Exercises to complete:
1. In the post about pretrib history research, on what date did Tim LaHaye send his letter to the evangelical publisher?
2. Reproduce the post about pretrib history research word for word, starting with "Saturday, 20 May" and going on through "wasn't very becoming.".

Text section:
Begin
Saturday, 20 May 2017


 [Author's note: Although I composed this a month after the 911 New York City disaster, it should still be of interest. -----D.M.]
     A couple decades ago I learned how serious Tim LaHaye had become when it came to my pretrib history research----and it wasn't very becoming.
     On January 5, 1981 he had sent a letter from the Scott Memorial Baptist Church he then pastored in the San Diego area to an evangelical publisher in another state. In the letter, which later came into my hands, LaHaye bluntly discussed yours truly and told the recipient: "Praise God you're going to answer this turkey----if I didn't already have 89 irons in the fire I'd take it on----some one should!"
     Back in those days LaHaye was well-known for his bestselling Spirit-Controlled Temperament book (temperaments that fundamentalist and evangelical critics have traced to the world of the occult!). Unfortunately that book didn't reveal the type of temperament LaHaye could possess (a LaHaodicean one?) in order to call me a "turkey." Maybe his pretrib "feathers" had been ruffled by the many evangelical leaders who'd "gobbled" up my research and then praised it during the previous decade:
     In his 1974 book When Is Jesus Coming Again, J. Barton Payne reflected it when he wrote that "the dispensational position...began only in 1830 with J. N. Darby's acceptance of Margaret Macdonald's revelation in Port Glasgow of a dispensationally divided return."
     During the same year Christianity Today called it a "staunch defense" and Moody Monthly (while Jerry Jenkins was a top name there) referred to my "careful, factual sleuthing."
     In Canada The Prairie Overcomer at Prairie Bible Institute concluded that "MacPherson's case seems to be watertight" while The Witness (the oldest and largest Darbyist Brethren magazine in England!) declared: "What he [MacPherson] succeeds in establishing is that the view outlined was first stated by a certain Margaret Macdonald...early in 1830." (Who knows the British, and the British ways of speaking, better than the British do?)
     Some other comments during that period came from Harold Ockenga's letter ("You have done your research well"), Ian S. Rennie's Dreams, Visions and Oracles ("it is likely that [Margaret's revelation] was grist for Darby's mill"), and J. Gordon Melton in the Encyclopedia of American Religions ("The best scholarship available [views Margaret as the pretrib originator]").
End
Data supplied:
Begin
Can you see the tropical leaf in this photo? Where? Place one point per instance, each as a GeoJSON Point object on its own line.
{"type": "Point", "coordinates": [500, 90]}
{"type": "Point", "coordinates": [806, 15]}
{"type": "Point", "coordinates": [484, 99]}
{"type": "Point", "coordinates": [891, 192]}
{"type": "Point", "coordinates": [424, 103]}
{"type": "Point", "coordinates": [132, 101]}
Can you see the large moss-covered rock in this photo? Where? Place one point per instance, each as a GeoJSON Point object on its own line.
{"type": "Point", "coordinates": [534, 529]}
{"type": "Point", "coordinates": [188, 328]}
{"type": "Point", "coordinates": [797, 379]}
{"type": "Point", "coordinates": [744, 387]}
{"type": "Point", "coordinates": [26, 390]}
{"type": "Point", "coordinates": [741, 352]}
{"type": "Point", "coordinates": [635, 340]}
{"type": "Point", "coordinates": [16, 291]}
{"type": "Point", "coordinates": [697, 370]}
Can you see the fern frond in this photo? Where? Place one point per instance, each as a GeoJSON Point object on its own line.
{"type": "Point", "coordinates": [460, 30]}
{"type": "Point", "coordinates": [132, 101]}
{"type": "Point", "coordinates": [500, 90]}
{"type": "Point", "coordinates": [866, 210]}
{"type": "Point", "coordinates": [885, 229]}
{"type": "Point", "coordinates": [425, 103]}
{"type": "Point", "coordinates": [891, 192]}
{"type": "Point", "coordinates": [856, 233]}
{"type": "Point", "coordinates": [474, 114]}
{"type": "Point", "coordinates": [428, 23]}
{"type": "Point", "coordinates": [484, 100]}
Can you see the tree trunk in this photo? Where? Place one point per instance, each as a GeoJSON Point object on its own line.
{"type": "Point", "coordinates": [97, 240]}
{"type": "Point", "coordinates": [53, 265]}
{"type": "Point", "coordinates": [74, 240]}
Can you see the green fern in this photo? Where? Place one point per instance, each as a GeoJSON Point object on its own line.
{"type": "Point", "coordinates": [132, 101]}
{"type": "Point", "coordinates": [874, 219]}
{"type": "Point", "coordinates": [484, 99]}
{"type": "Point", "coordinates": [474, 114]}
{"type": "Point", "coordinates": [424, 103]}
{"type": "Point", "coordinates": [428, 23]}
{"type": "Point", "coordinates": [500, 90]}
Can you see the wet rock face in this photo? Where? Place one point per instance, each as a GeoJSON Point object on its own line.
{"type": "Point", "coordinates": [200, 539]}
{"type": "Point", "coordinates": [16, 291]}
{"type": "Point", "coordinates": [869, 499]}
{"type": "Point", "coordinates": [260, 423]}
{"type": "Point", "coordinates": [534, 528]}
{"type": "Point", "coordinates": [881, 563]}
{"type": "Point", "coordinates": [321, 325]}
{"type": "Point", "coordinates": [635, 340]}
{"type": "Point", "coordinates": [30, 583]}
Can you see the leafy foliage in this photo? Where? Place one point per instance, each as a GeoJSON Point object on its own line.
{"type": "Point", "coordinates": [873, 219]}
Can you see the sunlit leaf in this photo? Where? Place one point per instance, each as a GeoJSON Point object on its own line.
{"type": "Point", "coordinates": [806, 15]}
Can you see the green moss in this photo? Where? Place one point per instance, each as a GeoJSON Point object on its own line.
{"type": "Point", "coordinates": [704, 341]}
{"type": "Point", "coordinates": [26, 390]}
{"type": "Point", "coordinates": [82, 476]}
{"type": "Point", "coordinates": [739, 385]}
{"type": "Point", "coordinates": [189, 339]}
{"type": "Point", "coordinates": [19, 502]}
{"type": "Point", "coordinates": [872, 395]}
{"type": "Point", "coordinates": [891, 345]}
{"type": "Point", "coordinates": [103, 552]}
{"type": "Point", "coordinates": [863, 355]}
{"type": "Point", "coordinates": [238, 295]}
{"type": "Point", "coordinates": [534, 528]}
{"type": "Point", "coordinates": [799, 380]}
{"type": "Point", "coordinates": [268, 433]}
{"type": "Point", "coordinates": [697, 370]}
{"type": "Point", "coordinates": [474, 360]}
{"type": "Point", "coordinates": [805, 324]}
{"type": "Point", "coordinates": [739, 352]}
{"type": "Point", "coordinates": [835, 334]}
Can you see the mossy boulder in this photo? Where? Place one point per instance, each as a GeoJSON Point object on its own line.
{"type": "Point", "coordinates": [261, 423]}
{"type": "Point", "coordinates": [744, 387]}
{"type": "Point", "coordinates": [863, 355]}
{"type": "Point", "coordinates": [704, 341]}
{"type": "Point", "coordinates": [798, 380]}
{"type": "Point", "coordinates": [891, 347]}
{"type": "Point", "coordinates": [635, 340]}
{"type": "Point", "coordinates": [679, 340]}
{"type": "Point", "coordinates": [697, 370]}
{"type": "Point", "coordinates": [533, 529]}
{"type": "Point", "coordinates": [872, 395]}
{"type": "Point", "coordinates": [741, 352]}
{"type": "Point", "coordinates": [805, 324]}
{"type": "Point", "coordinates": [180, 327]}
End
Begin
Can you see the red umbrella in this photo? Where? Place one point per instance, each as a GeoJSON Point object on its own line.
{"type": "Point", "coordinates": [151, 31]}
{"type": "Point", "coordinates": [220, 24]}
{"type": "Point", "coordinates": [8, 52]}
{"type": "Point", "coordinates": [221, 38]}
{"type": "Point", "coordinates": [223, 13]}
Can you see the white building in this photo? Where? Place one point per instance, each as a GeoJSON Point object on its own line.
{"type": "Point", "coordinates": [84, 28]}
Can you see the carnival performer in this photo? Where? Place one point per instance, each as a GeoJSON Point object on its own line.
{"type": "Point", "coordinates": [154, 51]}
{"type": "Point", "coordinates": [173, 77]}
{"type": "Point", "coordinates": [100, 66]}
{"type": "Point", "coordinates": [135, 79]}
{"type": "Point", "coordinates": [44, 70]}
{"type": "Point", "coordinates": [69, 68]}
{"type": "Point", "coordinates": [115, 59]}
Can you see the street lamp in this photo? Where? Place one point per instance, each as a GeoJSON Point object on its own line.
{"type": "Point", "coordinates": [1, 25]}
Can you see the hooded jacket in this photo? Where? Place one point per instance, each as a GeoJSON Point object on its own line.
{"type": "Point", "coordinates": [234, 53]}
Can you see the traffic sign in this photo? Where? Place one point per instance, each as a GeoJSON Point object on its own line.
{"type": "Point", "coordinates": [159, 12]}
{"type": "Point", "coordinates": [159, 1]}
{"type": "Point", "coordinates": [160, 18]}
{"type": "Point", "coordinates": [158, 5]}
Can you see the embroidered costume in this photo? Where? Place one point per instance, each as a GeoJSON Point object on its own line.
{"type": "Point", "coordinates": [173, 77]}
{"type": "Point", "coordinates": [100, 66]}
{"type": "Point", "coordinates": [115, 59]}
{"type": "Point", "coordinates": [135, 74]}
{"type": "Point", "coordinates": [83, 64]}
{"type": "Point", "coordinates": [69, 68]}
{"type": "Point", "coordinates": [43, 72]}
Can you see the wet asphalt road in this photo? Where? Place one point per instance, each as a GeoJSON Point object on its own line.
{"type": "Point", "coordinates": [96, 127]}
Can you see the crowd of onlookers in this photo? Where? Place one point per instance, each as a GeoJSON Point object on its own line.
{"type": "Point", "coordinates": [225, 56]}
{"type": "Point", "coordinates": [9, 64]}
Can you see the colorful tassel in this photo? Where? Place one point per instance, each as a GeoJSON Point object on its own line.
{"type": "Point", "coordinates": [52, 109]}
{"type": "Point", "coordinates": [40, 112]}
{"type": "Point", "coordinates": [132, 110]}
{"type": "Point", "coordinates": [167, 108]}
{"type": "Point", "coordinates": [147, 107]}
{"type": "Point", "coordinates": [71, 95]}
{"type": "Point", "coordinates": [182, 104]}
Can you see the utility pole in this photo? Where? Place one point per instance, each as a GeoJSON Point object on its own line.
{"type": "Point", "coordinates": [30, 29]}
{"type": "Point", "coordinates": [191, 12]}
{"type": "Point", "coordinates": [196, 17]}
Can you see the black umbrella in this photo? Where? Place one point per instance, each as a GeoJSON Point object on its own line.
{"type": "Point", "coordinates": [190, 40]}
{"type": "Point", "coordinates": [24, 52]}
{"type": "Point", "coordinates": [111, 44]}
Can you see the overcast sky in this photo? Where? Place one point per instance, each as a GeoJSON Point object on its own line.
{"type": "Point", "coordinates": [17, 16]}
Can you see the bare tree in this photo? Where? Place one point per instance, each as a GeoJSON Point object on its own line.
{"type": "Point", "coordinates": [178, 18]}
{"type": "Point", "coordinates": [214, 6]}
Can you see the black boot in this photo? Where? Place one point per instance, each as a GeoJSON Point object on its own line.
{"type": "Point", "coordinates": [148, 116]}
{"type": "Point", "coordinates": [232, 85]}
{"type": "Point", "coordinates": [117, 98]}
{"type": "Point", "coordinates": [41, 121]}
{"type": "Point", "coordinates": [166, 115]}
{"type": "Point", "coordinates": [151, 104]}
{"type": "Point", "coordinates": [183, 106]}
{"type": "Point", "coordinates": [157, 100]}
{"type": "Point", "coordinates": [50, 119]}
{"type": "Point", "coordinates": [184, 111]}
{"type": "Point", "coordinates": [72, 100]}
End
Results by task:
1. January 5, 1981

2.
Saturday, 20 May 2017


 [Author's note: Although I composed this a month after the 911 New York City disaster, it should still be of interest. -----D.M.]
     A couple decades ago I learned how serious Tim LaHaye had become when it came to my pretrib history research----and it wasn't very becoming.